Information given:
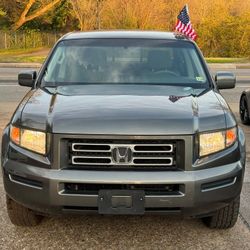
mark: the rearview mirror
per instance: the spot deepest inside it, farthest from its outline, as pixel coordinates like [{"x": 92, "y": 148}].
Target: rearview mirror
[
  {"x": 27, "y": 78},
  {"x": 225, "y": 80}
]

* * *

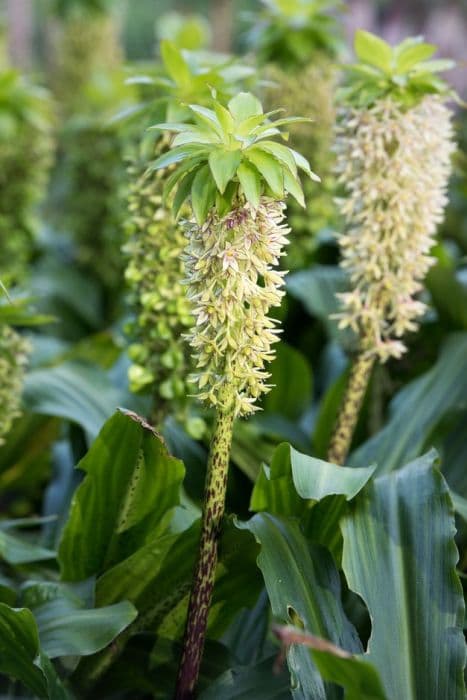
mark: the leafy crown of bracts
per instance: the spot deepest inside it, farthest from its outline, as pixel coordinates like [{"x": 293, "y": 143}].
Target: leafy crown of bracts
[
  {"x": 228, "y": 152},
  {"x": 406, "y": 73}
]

Exercise:
Pull out every line of the listing above that contains the string "leafy", matching case exactly.

Exercise solution:
mark: the leafy crown of bracts
Target: leafy crown of bracts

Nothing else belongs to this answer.